DIRECTIVE 1: From the Lo Prado page, pull out the passage between "Administration" and "Labra Sanhueza (RN)", inclusive.
DIRECTIVE 2: Name every member of the communal council listed on the Lo Prado page.

PAGE:
[Begin]

Lo Prado () is a Chilean commune located in Santiago, which is itself part of the Metropolitan region of Chile. It is part of the Greater Santiago urban area.

Demographics
According to the 2002 census of the National Statistics Institute, Lo Prado spans an area of  and has 104,316 inhabitants (50,608 men and 53,708 women), and the commune is an entirely urban area. The population fell by 6% (6617 persons) between the 1992 and 2002 censuses. Its 2006 projected population was 98,983.

Stats
Average annual household income: US$26,950 (PPP, 2006)
Population below poverty line: 11.6% (2006)
Regional quality of life index: 81.80, high, 7 out of 52 (2005)
Human Development Index: 0.715, 100 out of 341 (2003)

Administration
As a commune, Lo Prado is a third-level administrative division of Chile administered by a municipal council, headed by an alcalde who is directly elected every four years. The 2012-2016 alcalde is Gonzalo Navarrete Muñoz (PPD). The communal council has the following members:
 Nicolás Navarrete Hernández (PPD)
 Juan Labra Sanhueza (RN)
 Dino Girardi Lavín (PPD)

[End]

RAW RECORDS:
[Begin]

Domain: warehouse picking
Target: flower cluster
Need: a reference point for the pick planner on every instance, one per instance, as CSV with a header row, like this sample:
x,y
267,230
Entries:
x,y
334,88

[End]

WRITTEN RESPONSE 1:
Administration
As a commune, Lo Prado is a third-level administrative division of Chile administered by a municipal council, headed by an alcalde who is directly elected every four years. The 2012-2016 alcalde is Gonzalo Navarrete Muñoz (PPD). The communal council has the following members:
 Nicolás Navarrete Hernández (PPD)
 Juan Labra Sanhueza (RN)

WRITTEN RESPONSE 2:
Nicolás Navarrete Hernández
Juan Labra Sanhueza
Dino Girardi Lavín